[[ Material supplied open ]]

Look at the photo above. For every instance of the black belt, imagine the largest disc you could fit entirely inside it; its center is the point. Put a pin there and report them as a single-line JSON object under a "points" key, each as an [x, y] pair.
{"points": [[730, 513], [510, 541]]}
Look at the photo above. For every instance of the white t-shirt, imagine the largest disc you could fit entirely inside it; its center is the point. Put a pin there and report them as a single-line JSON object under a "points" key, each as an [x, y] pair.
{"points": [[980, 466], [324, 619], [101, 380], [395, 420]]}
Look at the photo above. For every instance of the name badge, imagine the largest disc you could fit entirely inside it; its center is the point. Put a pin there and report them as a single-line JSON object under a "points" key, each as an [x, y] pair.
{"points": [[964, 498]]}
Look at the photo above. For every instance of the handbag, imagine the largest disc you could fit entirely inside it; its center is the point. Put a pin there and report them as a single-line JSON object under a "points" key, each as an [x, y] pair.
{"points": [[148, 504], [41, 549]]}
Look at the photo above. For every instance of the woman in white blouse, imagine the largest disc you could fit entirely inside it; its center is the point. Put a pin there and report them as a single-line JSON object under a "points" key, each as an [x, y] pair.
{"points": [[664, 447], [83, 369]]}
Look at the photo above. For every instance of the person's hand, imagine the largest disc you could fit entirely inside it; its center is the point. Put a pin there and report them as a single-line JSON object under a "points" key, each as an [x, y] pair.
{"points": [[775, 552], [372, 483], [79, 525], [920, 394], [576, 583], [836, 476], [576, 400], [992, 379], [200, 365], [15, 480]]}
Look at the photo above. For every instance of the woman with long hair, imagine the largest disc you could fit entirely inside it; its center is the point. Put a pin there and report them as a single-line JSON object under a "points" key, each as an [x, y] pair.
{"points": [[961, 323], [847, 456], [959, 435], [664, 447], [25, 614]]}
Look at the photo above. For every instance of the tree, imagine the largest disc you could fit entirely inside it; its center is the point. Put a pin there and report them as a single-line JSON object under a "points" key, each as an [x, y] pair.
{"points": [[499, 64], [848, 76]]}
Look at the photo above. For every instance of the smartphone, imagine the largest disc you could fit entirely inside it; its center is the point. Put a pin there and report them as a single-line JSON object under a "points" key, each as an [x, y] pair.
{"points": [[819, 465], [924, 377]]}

[[ Material supplied closed ]]

- [What this task involves] Copy out all of the records shown above exactly.

- [Solution to this problem]
Look at the photo above. For every instance of the black belt, imagine the largest disc you could fit entirely inside it; its center is the point. Put a pin there and report them as a single-line JSON object under a "points" key, each as an [x, y] pair.
{"points": [[730, 513], [510, 541]]}
Look at the photo above. For every instance of the white t-shirt, imagine the largest disc you could fit entirely inside it; its center is the point. Put a pin there and report them as a single-line JSON object under a "points" key, each as an [x, y] pair.
{"points": [[980, 466], [324, 619], [101, 380], [395, 420]]}
Look at the photo above. For every instance of the name badge, imagine the largest disc you could fit entirely inside it; its center is the point. Put a pin there and report them as a single-line JSON object under a "points" key, each as an [x, y] pair.
{"points": [[964, 498]]}
Look at the photo above. For every instance of the handbag, imagine the largest disc you could fit entirely inside it; its center is the point. Put a pin there and report them as a single-line JSON object under a "points" key, each as an [x, y] pair.
{"points": [[148, 504], [41, 549]]}
Look at the photo above. For every instance of the woman in white blouse, imagine the largest disc you could fit entirely inside it; its center is the point. Put a pin there and report them as a single-line JSON object under a "points" key, each as an [x, y] pair.
{"points": [[664, 447], [83, 369]]}
Look at the photo above. For every instance of the person's hand, imagine the largest disc you could fit entirely inside it; its center is the point. Put a pin there and report them as a single-line JSON object under a "points" key, each as an [x, y] pair.
{"points": [[775, 552], [372, 483], [79, 525], [920, 394], [576, 583], [836, 476], [576, 400], [992, 379], [200, 365], [15, 480]]}
Look at the photo above. For every instance of the woman with long hair, imagine the largest disc you could fit entirely inside it; its center is the point. Put a pin there and report them as a single-line JSON object under a "points" key, each as an [x, y] pair.
{"points": [[961, 323], [847, 456], [959, 435], [664, 447], [25, 614]]}
Look at the photo above. For every instance of the tree, imagine the largest disc you could fit entirely inside it; its center is the point. Put a pin there and report them as a single-line JSON object under a "points" key, each as an [x, y] pair.
{"points": [[499, 64], [848, 76]]}
Look at the photo above. For every instance of the smartphone, imagine the largest disc you could fit entirely inside it; its center is the point. Put a pin there and report them as a single-line JSON object under a "points" key, each as an [x, y] pair.
{"points": [[819, 465], [924, 377]]}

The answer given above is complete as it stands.